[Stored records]

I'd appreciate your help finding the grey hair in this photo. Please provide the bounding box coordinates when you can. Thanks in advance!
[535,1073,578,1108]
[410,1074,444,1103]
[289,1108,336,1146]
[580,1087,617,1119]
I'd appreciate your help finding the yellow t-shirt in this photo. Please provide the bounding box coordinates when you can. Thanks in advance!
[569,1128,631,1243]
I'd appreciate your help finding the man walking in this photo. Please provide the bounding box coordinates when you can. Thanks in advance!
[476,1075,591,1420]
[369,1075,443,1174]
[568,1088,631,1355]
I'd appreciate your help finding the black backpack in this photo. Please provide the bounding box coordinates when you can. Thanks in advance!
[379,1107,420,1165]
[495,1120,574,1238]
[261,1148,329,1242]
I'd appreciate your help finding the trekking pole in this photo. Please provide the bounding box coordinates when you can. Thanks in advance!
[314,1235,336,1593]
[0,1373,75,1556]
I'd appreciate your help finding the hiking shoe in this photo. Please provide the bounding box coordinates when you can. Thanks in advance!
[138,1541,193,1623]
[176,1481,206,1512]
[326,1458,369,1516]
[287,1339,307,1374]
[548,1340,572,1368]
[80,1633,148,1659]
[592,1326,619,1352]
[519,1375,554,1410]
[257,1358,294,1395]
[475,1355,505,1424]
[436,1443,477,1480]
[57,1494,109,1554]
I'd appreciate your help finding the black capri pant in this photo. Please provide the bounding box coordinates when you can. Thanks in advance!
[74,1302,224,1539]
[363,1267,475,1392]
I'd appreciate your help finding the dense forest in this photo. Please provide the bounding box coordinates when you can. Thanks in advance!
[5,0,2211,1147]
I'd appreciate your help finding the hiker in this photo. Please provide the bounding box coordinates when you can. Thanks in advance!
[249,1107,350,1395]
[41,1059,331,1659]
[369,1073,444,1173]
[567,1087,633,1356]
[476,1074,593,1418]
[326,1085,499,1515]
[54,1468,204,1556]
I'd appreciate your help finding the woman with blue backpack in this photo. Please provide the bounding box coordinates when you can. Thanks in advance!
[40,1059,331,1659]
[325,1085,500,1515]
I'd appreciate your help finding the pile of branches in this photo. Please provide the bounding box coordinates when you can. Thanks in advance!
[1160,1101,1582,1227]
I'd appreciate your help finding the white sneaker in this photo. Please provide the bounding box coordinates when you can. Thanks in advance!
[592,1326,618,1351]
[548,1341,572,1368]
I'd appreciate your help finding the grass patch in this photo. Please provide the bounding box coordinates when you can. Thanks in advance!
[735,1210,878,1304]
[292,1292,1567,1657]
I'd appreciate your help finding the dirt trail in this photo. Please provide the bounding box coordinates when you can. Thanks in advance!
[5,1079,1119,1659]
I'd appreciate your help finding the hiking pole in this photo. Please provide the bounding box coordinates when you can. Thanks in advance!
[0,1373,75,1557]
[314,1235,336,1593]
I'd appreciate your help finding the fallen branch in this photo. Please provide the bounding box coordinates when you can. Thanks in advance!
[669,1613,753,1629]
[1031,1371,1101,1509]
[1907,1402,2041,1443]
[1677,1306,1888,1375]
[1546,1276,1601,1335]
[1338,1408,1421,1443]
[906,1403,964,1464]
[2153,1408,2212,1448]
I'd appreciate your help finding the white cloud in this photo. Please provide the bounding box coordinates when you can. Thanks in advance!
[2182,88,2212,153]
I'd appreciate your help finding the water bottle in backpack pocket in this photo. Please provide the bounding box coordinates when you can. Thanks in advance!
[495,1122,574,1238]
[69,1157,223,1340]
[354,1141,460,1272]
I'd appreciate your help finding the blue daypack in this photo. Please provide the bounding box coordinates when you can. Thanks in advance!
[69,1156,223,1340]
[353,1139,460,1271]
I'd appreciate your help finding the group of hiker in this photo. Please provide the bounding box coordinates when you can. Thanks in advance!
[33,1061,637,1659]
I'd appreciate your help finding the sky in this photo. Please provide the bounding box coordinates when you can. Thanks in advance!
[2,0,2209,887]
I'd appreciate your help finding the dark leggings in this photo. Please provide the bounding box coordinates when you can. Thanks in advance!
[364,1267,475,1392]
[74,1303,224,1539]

◆ **The problem**:
Would you write out each entry precisely as it is given?

◆ **Result**:
I'd appreciate your help finding the grey hair in this photo. Please provide the bounding box coordinates when you can. Thanks in advance!
[535,1073,578,1108]
[410,1074,444,1103]
[289,1108,336,1146]
[580,1087,617,1119]
I'd appreciate your help finding the yellow t-shirt in this photo. Please provide the bounding box coordinates when you can. Thanks in advance!
[569,1128,631,1243]
I'd appreciate your help finding the man walking in this photo. Please provide the bounding box coordinates when you can. Thanks in advance!
[476,1075,591,1420]
[369,1075,443,1174]
[568,1088,631,1355]
I'd appreciate your help finding the black backpack in this photo. Please provide the bounding box coordinates when you can. Thanks in advance!
[379,1107,420,1165]
[495,1120,574,1238]
[261,1148,329,1242]
I'd appreciate your help finding the trekking pole in this photo. Please provide the bounding box coordinates when you can. Thanks in advance!
[314,1235,336,1593]
[0,1373,75,1556]
I'd appreciate your help finding the hiking shoe in this photo. Please provide the bounding box coordinates when you can. Thanks in advance!
[138,1541,193,1623]
[176,1481,206,1512]
[326,1458,369,1516]
[287,1339,307,1374]
[548,1340,572,1368]
[80,1633,148,1659]
[592,1326,619,1352]
[519,1375,554,1410]
[257,1358,294,1395]
[475,1355,505,1424]
[436,1443,477,1480]
[57,1494,109,1554]
I'd appreciate your help finding the black capri pant in this photo. Please provide the bounding box coordinates when you can. Thanks in advance!
[74,1302,224,1539]
[363,1267,475,1392]
I'd appreciate your help finding the dense forest in this photo. Please provide the bounding box coordinates when you can. Thanks in advance!
[5,0,2211,1147]
I'd appreciate your help finding the hiker in this photo. Please provide the bounding box coordinates when you can. Thanks in advance!
[249,1107,350,1395]
[41,1059,331,1659]
[369,1073,444,1173]
[567,1087,633,1356]
[476,1074,593,1418]
[326,1085,499,1515]
[54,1468,204,1556]
I'd appreciate your help finding the woman with blue backpack in this photo. Please provide the bounding box coordinates when you can. Thanks in advance!
[40,1059,331,1659]
[325,1085,500,1515]
I'd appreciate your help finding the pile of branches in this photo. Please provide the bounding box coordinates when you can. Thanks in advance!
[1160,1101,1582,1227]
I'd appreciate your help finding the white sneaker in this photo. Please provide the bounding box coordinates when you can. Thanks in advance!
[592,1326,618,1351]
[548,1341,572,1368]
I'd appreciate your help finding the grass patch in this photo. Please provide the bounding box coordinates when you can. Thanks in advance!
[735,1210,878,1304]
[292,1292,1567,1657]
I'd appreciate your help finding the dirt trail in this photo. Please provide the bounding box coordinates when you can. Thanks in advance!
[5,1079,1119,1659]
I'd appreciate your help finding the hiking pole in this photo. Please provide the bounding box coordinates when you can. Thanks in advance!
[0,1373,75,1557]
[314,1235,336,1593]
I'd appreciate your help finding the fallen branch in this photo. Please provide the bounding box coordinates when you can. Thanks in advance!
[669,1613,753,1629]
[1031,1371,1101,1509]
[1907,1402,2041,1443]
[1677,1306,1888,1375]
[1546,1276,1601,1335]
[1338,1408,1421,1443]
[906,1403,964,1464]
[2153,1408,2212,1448]
I'd appreciate your help finding the white cloud in this photo. Please provide the bounding box coordinates when you can. Thanks in advance!
[2182,88,2212,153]
I'd appreciate your help finding the water bottle in backpack pocket in this photo. Please provide the bounding box coordinates when you can. Thanks in advance!
[495,1122,574,1238]
[69,1157,223,1340]
[354,1141,460,1272]
I'd appreciate your help finding the blue daypack in this photo. Please provide the bounding box coordinates when you can. Thanks in advance!
[69,1156,223,1340]
[353,1139,460,1271]
I'd appreciate your help finding the group of hiker in this photo. Please provide the bounding box coordinates when you can. Thanks in advance!
[33,1061,637,1659]
I'd appreciate your help finding the sky in this photo. Please provide the bounding box coordinates when you can. Thanks in advance!
[2,0,2209,887]
I'd appreciate your help finding the dark leggings in this photo. Please provide the bounding box coordinates when you can. Thanks in advance!
[364,1267,475,1392]
[74,1303,224,1539]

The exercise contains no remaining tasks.